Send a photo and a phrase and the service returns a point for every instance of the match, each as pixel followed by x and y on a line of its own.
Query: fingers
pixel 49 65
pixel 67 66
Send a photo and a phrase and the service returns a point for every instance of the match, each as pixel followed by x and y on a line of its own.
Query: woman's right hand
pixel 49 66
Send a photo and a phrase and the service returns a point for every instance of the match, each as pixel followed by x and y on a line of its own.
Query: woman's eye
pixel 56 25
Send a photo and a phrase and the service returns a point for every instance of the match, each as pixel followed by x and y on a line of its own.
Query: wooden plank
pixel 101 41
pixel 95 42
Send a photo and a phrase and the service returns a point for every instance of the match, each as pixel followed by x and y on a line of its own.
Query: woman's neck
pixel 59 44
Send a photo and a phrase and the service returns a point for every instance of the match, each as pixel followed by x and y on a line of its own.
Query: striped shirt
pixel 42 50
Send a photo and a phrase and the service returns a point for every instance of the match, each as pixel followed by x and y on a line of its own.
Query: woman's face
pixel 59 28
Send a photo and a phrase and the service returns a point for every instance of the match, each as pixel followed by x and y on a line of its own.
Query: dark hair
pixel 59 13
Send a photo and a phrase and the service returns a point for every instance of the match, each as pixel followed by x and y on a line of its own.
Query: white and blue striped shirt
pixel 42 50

____________________

### What you need to do
Print exactly the lines from the one with "Query: woman's face" through the last line of the material, including both, and no others.

### Result for this exercise
Query: woman's face
pixel 59 28
Send a photo and a phrase and the service returns a point for every instance of the match, each as pixel followed by x and y on a line of its own.
Query: dark hair
pixel 59 13
Send a photo and a phrase and the service returns a point for every instance of the match, each as pixel followed by x and y on a line of its own.
Query: white and blue striped shirt
pixel 42 50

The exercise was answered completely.